__TEXT SHOWN__
----------

What Is This Thing Called Private Equity?
UPON what meat doth this our Caesar feed, that he is grown so great?”
I’ve been thinking about those words in the context of private equity lately. How does this business make so much money? Are there really a huge number of mispriced securities out there? Are there really a vast number of corporations whose stock is wildly underpriced so that private equity can buy them at above-market prices and then make money after a little spiffing up and wiping clean?
Maybe so, but this defies the basis of the whole theory of efficient markets. (Of course, much of the whole finance industry is based on denying and defying that extremely interesting and invaluable theory.)
Or maybe it’s that the deals are often done with the help of the acquired entity, where the managers know exactly how to change the company and make it worth more, but want to put that knowledge to work only if they can reap immense rewards from the repair job. That often seems to be what’s happening.

----------

__INFORMATION SUPPLIED__
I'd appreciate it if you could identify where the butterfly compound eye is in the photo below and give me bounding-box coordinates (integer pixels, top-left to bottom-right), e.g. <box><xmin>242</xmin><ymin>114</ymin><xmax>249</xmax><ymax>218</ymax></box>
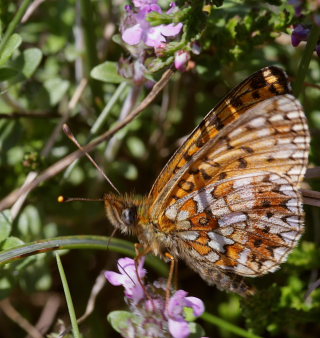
<box><xmin>121</xmin><ymin>206</ymin><xmax>137</xmax><ymax>225</ymax></box>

----------

__QUESTIONS ON THE MATERIAL__
#1 In the piece on private equity, what reason does the writer give for managers helping with the acquisition of their own company? Answer in one to three sentences.
#2 Please carry the piece on private equity forward, starting after its last sentence.

__RESPONSES TO THE EXERCISE__
#1 The managers know exactly how to change the company and make it worth more. They are willing to put that knowledge to work only if they can reap immense rewards from the repair job.

#2
Or is it all sleight of hand and smoke and mirrors? Many years ago, when I was a child, a man who owned a local bus company in Washington told me something memorable. There is no easier way to big money, he told me, than to buy a public company, take it private for a while, then do some accounting tricks with reserves and allowances, make it look profitable and resell it to the public for a big profit. Is this what’s going on here? Accounting is, after all, an art and not a science at the highest levels.
Or is it that once the owners control the target company, they can sell junk bonds and pay themselves immense dividends and fees so they are cashed out with a profit even before they start to reorganize the company? Or is it a combination of all these things?
Maybe there is some degree of inefficiency in the markets, and eagle-eyed smarty-pants types can find companies and make money when they reorganize them or just hold them. (Actually, it’s more than “maybe.” There definitely is, or else my pal Phil DeMuth and I would not be able to get the fabulous returns we have been getting since 2003 from our general investing. Some stocks and some indexes really are mispriced.) This, after all, is how Warren E. Buffett became so rich, and completely honestly.
However it’s happening, it is making some lucky people very rich. That’s fine by me. I like for rich people to endow hospitals and art museums and symphonies.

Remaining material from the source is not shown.